Extrait choisi:
· · ·
2023 : L’espoir malgré les menaces
En 2023, il devient secrétaire adjoint de la Fédération MRC de Yaoundé 6. Porteur d’un projet audacieux — rallier 25 000 séparatistes anglophones —, il organise un meeting historique le 6 mai, malgré les attaques des militants du RDPC (parti au pouvoir). Mais l’État contre-attaque : après une convocation menaçante chez le préfet en juin, il vit sous la menace constante. « Ils m’ont dit : *Nous allons te nuire*. Mais je continue. Le Cameroun mérite mieux que la peur et les tribus. »

Un symbole d’unité
Son histoire résume les maux camerounais : corruption, tribalisme, répression. Mais aussi l’espoir porté par ceux qui croient en un pays uni. « Je suis Bétis dans le MRC, mais nos combats sont universels : justice, transparence, démocratie. » Malgré les séquelles physiques et les risques, il refuse de fuir. « Si je me tais, qui parlera ? »
Une lutte sous surveillance
Aujourd’hui, son téléphone est sur écoute, ses déplacements limités. Pourtant, chaque matin, il accompagne ses enfants à l’école, symbole d’un avenir qu’il veut léguer. Dans l’ombre, des milliers de militants suivent sa trace, portant un rêve simple : un Cameroun où l’on ne vend plus les tables-bancs, où l’on ne torture plus pour une carte d’électeur. Son combat, comme celui du MRC, reste fragile, mais obstiné. Et dans les rues de Yaoundé, malgré les sirènes, l’espoir murmure encore.
· · ·
Informations affichées:
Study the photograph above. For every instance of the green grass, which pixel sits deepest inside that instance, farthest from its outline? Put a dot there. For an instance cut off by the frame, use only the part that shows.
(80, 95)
· · ·
Actions demandées:
[a] Recopiez l'extrait choisi de "Une lutte sous" à "l’espoir murmure encore.".
[b] Dites si chaque affirmation correspond à l'extrait choisi en répondant par oui ou par non et en citant les mots de l'extrait qui le prouvent. (i) Le meeting historique a eu lieu le 6 mai. (ii) À cause des risques, il a décidé de fuir. (iii) Son téléphone est sur écoute.
[c] D'après l'extrait choisi, combien de séparatistes anglophones son projet cherchait-il à rallier ?

Corrigé de l'exercice:
[a]
Une lutte sous surveillance
Aujourd’hui, son téléphone est sur écoute, ses déplacements limités. Pourtant, chaque matin, il accompagne ses enfants à l’école, symbole d’un avenir qu’il veut léguer. Dans l’ombre, des milliers de militants suivent sa trace, portant un rêve simple : un Cameroun où l’on ne vend plus les tables-bancs, où l’on ne torture plus pour une carte d’électeur. Son combat, comme celui du MRC, reste fragile, mais obstiné. Et dans les rues de Yaoundé, malgré les sirènes, l’espoir murmure encore.

[b]
(i) Oui : « il organise un meeting historique le 6 mai ».
(ii) Non : « il refuse de fuir ».
(iii) Oui : « son téléphone est sur écoute ».

[c] 25 000 séparatistes anglophones.